Produce a verbatim transcription of the records below, beginning at the line containing "Target: central entrance" and ending at the final line; include only those lines.

Coordinate annotation records
::::::

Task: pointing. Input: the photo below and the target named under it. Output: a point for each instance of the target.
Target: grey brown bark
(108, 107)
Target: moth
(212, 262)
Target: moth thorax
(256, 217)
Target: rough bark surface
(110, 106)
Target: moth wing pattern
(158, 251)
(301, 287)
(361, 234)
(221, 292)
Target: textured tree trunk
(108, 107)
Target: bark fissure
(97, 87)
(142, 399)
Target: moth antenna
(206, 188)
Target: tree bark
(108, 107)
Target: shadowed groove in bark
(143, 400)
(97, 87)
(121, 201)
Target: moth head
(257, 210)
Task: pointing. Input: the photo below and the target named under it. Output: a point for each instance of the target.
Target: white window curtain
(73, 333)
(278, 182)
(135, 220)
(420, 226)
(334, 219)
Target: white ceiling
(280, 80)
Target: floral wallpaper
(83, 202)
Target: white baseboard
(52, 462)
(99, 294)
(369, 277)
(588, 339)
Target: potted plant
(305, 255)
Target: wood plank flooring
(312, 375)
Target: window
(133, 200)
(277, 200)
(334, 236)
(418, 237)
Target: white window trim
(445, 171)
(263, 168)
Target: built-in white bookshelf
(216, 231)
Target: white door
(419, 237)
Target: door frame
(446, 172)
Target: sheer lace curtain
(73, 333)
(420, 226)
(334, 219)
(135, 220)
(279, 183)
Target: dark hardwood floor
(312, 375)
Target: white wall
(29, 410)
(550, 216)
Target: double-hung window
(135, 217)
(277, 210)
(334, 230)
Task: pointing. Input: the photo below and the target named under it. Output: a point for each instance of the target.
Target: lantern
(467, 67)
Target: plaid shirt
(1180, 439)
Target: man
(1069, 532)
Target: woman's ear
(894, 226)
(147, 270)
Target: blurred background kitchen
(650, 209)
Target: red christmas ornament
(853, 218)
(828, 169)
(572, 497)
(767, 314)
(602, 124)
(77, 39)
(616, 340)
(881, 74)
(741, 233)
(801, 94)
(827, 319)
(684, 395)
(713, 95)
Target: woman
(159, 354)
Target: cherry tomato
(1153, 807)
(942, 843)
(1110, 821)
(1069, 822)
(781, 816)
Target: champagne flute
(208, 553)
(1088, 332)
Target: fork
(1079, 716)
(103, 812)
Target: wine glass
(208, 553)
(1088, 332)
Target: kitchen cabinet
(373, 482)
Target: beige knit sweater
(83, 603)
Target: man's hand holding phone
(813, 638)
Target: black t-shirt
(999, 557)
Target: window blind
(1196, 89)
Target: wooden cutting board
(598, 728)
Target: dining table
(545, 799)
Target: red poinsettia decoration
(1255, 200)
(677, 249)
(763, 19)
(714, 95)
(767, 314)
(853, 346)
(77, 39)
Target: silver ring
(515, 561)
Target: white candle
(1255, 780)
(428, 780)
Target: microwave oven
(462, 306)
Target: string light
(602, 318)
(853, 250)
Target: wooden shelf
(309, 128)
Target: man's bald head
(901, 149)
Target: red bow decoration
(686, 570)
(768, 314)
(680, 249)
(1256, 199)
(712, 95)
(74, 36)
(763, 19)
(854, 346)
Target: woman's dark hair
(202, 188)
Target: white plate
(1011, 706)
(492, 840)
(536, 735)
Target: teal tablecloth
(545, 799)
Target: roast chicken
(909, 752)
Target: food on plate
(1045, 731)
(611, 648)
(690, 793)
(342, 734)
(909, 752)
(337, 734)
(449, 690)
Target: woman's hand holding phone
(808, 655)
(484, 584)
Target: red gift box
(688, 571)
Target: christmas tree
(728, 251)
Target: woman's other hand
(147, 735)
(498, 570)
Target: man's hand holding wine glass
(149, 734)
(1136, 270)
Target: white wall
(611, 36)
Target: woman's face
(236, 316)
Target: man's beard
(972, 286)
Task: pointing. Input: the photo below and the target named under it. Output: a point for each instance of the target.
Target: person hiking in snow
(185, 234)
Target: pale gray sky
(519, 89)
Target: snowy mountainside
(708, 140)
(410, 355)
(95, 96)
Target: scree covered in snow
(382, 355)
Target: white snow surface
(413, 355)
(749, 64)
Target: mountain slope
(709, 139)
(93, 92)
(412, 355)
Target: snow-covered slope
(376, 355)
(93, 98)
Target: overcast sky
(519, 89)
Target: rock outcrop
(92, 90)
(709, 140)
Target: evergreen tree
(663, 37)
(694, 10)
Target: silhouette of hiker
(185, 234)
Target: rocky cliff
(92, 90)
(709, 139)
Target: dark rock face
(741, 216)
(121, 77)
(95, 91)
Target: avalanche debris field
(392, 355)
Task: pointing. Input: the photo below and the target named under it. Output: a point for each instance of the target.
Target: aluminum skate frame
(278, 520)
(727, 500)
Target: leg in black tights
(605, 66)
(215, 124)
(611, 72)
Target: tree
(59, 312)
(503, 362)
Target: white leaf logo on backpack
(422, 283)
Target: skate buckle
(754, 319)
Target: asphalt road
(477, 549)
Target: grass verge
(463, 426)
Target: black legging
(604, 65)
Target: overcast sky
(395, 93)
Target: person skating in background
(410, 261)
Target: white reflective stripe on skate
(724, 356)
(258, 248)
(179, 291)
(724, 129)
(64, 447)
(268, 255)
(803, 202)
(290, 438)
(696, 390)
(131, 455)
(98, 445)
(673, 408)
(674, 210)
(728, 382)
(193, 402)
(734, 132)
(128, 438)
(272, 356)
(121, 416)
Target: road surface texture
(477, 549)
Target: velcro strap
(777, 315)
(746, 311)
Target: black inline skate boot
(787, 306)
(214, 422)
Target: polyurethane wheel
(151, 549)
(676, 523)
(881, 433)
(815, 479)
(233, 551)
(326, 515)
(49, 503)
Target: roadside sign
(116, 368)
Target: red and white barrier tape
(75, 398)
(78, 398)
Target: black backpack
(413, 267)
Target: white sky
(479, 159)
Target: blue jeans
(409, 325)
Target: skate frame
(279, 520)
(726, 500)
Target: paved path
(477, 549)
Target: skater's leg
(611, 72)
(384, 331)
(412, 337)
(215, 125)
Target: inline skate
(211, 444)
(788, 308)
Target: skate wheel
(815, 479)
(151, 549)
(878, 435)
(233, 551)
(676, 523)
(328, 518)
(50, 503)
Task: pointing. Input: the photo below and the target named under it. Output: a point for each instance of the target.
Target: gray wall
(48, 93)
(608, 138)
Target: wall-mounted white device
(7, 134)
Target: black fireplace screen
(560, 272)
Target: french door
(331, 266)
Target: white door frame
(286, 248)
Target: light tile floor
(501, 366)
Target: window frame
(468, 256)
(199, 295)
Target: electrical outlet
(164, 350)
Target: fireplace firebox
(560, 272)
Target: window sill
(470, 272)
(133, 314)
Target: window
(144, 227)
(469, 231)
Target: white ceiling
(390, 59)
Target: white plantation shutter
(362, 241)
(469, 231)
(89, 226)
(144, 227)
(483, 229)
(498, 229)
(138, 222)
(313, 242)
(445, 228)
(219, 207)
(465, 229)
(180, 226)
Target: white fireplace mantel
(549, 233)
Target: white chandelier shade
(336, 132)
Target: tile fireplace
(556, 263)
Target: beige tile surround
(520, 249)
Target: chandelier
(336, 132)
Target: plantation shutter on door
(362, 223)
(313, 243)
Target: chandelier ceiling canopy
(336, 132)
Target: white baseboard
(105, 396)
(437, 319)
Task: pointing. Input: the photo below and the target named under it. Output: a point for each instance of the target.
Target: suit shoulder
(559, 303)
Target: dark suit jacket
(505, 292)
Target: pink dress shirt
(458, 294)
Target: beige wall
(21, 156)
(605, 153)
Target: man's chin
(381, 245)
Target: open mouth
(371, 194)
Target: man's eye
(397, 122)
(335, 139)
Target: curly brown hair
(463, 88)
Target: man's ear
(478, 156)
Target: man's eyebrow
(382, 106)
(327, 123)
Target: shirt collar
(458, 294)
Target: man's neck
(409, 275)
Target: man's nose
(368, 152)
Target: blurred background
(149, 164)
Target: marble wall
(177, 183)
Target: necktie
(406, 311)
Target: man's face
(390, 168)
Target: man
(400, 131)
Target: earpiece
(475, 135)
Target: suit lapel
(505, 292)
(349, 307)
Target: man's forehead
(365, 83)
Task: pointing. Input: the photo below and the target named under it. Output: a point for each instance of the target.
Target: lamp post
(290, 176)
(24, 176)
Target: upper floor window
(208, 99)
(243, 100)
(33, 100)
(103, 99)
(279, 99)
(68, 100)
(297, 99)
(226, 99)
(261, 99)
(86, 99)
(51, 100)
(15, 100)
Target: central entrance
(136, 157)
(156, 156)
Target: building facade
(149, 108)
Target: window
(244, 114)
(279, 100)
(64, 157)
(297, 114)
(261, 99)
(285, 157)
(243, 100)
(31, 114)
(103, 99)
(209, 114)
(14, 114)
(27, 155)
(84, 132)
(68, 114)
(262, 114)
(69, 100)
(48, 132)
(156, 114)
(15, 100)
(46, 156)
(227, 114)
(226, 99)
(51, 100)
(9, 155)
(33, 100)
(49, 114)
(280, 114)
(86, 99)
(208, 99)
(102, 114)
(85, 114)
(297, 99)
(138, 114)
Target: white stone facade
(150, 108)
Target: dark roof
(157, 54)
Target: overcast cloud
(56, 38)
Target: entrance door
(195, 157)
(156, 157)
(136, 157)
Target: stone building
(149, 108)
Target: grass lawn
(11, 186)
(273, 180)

::::::

→ **RESPONSE TO THE TASK**
Target: central entrance
(136, 157)
(156, 156)
Target: building facade
(149, 108)
Target: window
(244, 114)
(279, 100)
(64, 157)
(297, 114)
(261, 99)
(285, 157)
(243, 100)
(31, 114)
(103, 99)
(209, 114)
(14, 114)
(27, 155)
(84, 132)
(68, 114)
(262, 114)
(69, 100)
(48, 132)
(156, 114)
(15, 100)
(46, 156)
(227, 114)
(226, 99)
(51, 100)
(9, 155)
(33, 100)
(49, 114)
(280, 114)
(86, 99)
(208, 99)
(102, 114)
(85, 114)
(297, 99)
(138, 114)
Target: white stone facade
(150, 108)
Target: dark roof
(157, 54)
Target: overcast cloud
(56, 38)
Target: entrance door
(195, 157)
(156, 157)
(136, 157)
Target: stone building
(149, 108)
Target: grass lawn
(11, 186)
(273, 180)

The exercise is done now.